Exercise: Count the lines in the records below that contain the string "berry", treating uppercase and lowercase as different, and give only the number.

Excerpts of location labeling records
** Begin **
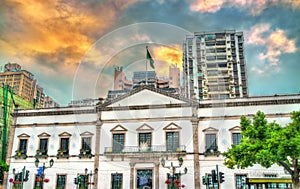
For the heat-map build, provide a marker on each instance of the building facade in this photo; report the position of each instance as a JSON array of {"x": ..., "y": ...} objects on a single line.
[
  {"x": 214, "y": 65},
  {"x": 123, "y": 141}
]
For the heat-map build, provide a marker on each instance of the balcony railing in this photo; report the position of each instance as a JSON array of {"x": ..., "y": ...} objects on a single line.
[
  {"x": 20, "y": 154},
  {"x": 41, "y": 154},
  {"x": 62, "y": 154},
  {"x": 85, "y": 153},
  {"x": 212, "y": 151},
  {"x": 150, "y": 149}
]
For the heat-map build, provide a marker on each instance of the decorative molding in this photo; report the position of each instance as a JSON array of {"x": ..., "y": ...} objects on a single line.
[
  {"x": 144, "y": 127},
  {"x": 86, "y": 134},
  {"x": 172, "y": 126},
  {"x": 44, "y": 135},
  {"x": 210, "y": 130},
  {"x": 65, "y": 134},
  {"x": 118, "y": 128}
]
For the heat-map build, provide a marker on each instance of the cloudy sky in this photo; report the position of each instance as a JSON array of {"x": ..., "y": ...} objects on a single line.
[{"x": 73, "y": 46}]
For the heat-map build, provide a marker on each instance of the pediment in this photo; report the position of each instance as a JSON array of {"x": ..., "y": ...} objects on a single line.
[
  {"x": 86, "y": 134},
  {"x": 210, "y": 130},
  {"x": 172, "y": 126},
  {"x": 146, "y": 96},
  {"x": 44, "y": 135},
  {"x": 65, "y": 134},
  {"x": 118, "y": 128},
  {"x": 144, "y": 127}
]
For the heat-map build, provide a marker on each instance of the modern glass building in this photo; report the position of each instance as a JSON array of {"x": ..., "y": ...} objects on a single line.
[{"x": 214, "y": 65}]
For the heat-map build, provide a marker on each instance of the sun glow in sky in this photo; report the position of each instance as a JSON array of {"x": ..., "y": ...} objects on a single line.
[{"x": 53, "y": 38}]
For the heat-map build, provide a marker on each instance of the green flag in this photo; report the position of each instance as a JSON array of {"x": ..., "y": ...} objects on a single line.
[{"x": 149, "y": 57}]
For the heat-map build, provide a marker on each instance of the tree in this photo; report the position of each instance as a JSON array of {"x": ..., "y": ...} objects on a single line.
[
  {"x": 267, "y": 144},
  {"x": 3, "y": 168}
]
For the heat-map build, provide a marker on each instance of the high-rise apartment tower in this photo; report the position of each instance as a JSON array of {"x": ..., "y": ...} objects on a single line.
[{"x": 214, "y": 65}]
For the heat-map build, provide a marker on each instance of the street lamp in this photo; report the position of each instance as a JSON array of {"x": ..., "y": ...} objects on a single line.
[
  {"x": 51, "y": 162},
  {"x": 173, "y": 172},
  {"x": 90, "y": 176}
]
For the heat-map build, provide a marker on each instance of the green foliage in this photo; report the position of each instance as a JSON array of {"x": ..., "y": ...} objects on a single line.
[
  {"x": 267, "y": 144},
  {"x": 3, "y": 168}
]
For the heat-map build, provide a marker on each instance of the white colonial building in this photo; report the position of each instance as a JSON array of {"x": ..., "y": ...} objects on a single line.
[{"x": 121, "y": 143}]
** End **
** Begin **
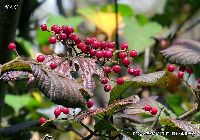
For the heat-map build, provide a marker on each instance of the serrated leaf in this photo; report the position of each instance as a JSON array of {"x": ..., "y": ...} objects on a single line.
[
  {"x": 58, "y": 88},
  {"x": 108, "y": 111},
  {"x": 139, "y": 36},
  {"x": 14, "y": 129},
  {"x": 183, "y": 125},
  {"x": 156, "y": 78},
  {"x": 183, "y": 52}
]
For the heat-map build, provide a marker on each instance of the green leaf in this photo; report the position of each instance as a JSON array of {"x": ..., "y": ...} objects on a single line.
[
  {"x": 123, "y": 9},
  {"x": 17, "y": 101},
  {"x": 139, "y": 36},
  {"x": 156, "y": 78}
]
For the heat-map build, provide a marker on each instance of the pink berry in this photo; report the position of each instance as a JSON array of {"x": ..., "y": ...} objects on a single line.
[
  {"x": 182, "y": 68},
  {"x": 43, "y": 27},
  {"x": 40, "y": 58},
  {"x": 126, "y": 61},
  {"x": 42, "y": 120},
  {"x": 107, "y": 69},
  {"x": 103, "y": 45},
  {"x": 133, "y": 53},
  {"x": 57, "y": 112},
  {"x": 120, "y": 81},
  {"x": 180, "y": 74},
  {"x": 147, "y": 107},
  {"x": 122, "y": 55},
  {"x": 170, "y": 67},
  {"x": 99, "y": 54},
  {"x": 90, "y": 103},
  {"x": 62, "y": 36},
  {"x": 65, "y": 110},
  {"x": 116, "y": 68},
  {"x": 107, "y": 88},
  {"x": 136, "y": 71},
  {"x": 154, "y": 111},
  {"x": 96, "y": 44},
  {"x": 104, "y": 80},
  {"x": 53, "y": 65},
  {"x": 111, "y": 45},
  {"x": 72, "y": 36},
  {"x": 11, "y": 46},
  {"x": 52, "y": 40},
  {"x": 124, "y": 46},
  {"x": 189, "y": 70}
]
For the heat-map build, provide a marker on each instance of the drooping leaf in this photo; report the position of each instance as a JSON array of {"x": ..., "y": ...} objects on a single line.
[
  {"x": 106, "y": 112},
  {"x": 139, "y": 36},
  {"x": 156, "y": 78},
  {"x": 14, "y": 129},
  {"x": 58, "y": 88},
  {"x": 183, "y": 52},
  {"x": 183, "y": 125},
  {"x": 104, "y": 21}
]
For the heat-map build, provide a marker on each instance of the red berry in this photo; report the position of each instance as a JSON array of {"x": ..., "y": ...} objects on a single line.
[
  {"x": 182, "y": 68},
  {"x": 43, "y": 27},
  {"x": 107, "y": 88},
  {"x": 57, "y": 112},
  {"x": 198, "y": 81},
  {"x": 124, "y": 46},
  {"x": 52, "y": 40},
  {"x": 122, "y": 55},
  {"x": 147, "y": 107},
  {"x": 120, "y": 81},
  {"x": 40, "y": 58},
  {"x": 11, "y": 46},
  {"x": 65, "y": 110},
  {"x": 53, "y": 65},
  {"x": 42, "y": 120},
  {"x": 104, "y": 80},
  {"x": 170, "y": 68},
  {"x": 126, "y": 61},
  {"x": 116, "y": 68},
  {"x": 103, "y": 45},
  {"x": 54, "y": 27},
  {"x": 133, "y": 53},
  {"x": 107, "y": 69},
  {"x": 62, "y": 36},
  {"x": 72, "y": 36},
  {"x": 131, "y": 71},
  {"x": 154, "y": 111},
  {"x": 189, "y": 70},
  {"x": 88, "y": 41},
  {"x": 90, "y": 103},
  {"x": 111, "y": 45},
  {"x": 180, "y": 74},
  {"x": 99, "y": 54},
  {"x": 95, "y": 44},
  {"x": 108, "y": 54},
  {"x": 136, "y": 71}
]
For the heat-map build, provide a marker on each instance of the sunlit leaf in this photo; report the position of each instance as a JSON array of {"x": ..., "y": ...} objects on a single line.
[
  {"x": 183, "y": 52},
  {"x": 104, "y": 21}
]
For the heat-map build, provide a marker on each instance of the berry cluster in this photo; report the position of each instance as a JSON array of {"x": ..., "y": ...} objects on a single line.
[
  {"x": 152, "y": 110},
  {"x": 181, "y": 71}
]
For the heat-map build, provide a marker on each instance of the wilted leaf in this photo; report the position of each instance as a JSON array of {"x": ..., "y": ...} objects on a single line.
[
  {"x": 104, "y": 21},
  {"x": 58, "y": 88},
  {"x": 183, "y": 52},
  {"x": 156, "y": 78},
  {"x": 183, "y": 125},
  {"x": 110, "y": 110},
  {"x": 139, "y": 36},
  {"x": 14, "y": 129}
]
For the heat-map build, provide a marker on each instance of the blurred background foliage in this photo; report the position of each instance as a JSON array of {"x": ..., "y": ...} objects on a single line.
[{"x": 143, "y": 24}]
** End **
Solution to the problem: 3